start Extracted records

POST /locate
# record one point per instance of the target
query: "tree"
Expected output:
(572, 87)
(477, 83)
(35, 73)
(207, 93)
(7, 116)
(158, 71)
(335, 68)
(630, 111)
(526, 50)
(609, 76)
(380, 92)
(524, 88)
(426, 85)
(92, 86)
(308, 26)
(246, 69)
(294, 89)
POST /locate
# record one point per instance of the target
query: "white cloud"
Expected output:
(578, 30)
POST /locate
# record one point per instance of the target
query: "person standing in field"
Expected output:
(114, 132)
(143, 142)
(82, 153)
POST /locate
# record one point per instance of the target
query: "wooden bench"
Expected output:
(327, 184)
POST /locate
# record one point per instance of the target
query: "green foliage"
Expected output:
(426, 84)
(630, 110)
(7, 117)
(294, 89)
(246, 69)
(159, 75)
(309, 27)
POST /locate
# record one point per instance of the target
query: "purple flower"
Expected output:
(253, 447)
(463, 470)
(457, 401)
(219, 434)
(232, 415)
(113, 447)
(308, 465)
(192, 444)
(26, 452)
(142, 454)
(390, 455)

end Extracted records

● What this task involves: Reproduce the records above in full, changing every "Expected output" to "Expected result" and keeping everything else identical.

● Response to this task:
POST /locate
# record one point per instance of the target
query: "tree"
Expected result:
(572, 87)
(477, 83)
(35, 73)
(207, 93)
(7, 116)
(158, 71)
(335, 68)
(630, 111)
(526, 50)
(609, 76)
(380, 92)
(524, 88)
(426, 85)
(92, 86)
(308, 26)
(246, 69)
(294, 89)
POST /locate
# record one point per instance of the target
query: "white cloud"
Expected result:
(578, 30)
POST /locate
# record one point per instance of the target
query: "person standing in field"
Expected result:
(114, 132)
(143, 142)
(82, 153)
POST /locate
# record one point per instance of the target
query: "wooden bench"
Expected result:
(327, 184)
POST /locate
# record one point per instance of the target
query: "green foliage"
Expected result:
(426, 84)
(630, 110)
(7, 117)
(294, 89)
(246, 69)
(159, 75)
(309, 27)
POST /locate
# record one point per instance of the target
query: "purple flower"
Expected result:
(253, 447)
(463, 470)
(457, 401)
(219, 434)
(232, 415)
(113, 447)
(308, 465)
(192, 444)
(26, 452)
(142, 454)
(390, 455)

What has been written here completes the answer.